───── PASAJE SELECCIONADO ─────
Y ahora volvamos a nuestra región ¿pudieron llegar entonces los michirones con los árabes?

Sin ninguna duda.

Los magníficos estudios del lexicógrafo inglés Robert Pocklington ponen de manifiesto que la palabra «michirón» proviene del vocablo árabe «misrun», cuyo significado es, literalmente, «pequeños egipcios».

¡Ah la etimología! ¡Ciencia poco valorada pero incomparablemente útil para entender una realidad que sólo podemos explicar con palabras!

Sin duda estos «pequeños egipcios» les habrán hecho recordar lo que les he contado más arriba del «Ful Medammes», plato nacional egipcio. De la misma forma que los sevillanos comen ahora «Soldaditos de Pavía» aquellos árabes que llegaron a España se refocilaron con estos «Pequeños Egipcios» (misrun) que, por fuerza, habían de consumir sin su aditamento cárnico actual de tocinos, chorizos y jamones pues, como es bien sabido, al profeta no le gustaban ni los andares del, con perdón, cochino.

¿Cuándo llegaron a juntarse la carne del puerco con los, ya sí, michirones?
───── EXTRACTOS DE LÍNEAS ─────
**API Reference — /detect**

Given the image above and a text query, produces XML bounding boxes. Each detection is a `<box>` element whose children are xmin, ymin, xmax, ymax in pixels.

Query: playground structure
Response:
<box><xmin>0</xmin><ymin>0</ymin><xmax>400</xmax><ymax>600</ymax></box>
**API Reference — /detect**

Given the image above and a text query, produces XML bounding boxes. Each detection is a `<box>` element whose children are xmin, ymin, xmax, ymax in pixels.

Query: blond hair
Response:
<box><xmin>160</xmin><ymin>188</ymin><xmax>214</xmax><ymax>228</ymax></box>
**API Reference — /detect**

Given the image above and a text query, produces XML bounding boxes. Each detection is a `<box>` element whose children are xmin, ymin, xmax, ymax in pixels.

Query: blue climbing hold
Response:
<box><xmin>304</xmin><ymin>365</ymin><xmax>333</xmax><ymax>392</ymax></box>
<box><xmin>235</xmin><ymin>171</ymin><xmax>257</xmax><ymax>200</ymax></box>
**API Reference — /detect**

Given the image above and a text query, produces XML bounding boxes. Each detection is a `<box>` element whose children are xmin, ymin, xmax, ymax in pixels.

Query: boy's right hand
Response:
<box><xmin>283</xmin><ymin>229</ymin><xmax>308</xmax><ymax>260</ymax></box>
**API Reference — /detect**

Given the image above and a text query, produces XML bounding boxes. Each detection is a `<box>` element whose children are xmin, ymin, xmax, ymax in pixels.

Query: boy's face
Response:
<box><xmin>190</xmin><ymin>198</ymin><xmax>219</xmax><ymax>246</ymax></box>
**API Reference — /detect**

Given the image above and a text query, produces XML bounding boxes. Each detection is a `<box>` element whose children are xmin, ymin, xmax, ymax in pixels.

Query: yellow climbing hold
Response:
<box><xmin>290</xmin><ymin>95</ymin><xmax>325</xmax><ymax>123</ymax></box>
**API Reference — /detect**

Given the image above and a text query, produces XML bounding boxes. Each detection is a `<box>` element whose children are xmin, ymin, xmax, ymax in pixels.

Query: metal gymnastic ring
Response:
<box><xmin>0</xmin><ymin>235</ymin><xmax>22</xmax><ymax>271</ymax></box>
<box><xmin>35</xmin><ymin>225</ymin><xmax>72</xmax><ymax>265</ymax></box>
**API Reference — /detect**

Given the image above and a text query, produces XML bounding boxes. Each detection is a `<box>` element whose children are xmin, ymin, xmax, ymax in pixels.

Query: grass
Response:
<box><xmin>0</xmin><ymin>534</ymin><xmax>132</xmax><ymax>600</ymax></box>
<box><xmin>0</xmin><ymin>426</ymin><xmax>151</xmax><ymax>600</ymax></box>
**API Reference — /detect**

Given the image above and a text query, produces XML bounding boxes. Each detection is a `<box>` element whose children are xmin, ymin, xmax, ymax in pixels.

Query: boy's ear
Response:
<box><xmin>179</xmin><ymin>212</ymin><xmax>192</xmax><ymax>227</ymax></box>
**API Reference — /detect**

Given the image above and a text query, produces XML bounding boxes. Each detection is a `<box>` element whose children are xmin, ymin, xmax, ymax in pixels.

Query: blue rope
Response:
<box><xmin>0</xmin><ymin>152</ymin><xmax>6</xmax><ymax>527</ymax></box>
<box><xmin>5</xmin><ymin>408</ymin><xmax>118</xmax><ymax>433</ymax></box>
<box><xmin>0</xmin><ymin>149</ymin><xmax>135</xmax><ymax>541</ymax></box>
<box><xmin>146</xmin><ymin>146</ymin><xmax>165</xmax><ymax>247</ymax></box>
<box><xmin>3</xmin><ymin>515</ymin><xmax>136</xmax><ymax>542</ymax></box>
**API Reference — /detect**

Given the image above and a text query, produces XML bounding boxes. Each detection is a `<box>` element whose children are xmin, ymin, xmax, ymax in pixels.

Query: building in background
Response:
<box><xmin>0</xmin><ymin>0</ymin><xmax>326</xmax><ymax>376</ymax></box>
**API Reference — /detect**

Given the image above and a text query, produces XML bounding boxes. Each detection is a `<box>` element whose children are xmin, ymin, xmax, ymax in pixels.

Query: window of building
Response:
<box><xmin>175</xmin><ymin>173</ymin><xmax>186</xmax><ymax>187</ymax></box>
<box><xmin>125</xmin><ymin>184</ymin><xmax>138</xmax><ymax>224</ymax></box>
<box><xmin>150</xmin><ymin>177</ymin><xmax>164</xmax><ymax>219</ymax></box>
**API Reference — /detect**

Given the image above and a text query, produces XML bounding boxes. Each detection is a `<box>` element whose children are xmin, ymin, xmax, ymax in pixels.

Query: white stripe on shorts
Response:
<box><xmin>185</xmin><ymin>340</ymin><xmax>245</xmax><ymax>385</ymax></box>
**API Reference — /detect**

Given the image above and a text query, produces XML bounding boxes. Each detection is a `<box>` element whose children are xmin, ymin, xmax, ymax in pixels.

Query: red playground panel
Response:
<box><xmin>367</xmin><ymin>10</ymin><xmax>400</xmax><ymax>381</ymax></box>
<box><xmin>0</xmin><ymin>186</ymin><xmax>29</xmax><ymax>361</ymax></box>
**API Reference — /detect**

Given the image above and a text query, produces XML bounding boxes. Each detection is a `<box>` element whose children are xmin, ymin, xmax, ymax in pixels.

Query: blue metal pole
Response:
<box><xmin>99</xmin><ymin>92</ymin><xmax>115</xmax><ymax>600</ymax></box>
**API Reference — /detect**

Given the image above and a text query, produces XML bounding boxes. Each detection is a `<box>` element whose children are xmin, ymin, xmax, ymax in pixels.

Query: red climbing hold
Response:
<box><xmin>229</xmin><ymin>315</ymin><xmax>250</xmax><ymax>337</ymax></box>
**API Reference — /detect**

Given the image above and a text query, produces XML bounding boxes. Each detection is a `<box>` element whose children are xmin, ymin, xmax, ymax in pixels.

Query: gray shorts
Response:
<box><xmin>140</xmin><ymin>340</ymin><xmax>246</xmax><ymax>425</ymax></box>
─────
INSTRUCCIONES DE TRABAJO -
1. Reproduce el tramo del fragmento sobre los michirones que va desde "Sin duda estos" hasta "con perdón, cochino.", sustituyendo "sevillanos" por "madrileños".
2. Según el fragmento sobre los michirones, ¿de qué vocablo árabe proviene la palabra «michirón»?
3. Escribe la continuación del fragmento sobre los michirones a partir de su última oración.

RESPUESTAS DEL EJERCICIO -
1.
Sin duda estos «pequeños egipcios» les habrán hecho recordar lo que les he contado más arriba del «Ful Medammes», plato nacional egipcio. De la misma forma que los madrileños comen ahora «Soldaditos de Pavía» aquellos árabes que llegaron a España se refocilaron con estos «Pequeños Egipcios» (misrun) que, por fuerza, habían de consumir sin su aditamento cárnico actual de tocinos, chorizos y jamones pues, como es bien sabido, al profeta no le gustaban ni los andares del, con perdón, cochino.

2. Del vocablo árabe «misrun», que significa literalmente «pequeños egipcios».

3.
Pues, obviamente, nunca antes de la Reconquista de Murcia y Cartagena aunque, ciertamente, ni siquiera entonces podríamos dar por cerrado el asunto porque ¿reputaremos michirones legítimos un guiso que no tenga ese puntito picante que da la guindilla y que lleva a tentar el porrón con más frecuencia de la que sería menester?

No, no hay michirones legítimos sino hasta después del descubrimiento de América, pues no fue hasta la llegada de esa genial invención mexica que es el chile, que los michirones se convirtieron en lo que hoy son.

Y ahora díganme: ¿quién inventó los michirones? ¿los sumerios que desecaron las habas desde el nacimiento de la civilización? ¿los egipcios que hicieron de ellos su plato nacional durante casi cuatro mil años? ¿los árabes que trajeron a España a esos «misrún» (pequeños egipcios) que comieron con deleite? ¿los cristianos que le añadieron el cerdo? ¿los mexicas que les dieron el picante necesario para hacer de ellos un pecado mortal?

Como casi todas las cosas, los michirones, no son de ninguna parte y son de todas partes un poco; pero, esto, estoy seguro que no habrá de hacer cambiar de idea ni a tirios ni a troyanos, como la Ley de la Evolución no ha persuadido a los creacionistas de que el mundo no se hizo en seis días o como mil guerras no han convencido a los patriotas de que, independientemente del color de las banderas, todas las sangres son rojas.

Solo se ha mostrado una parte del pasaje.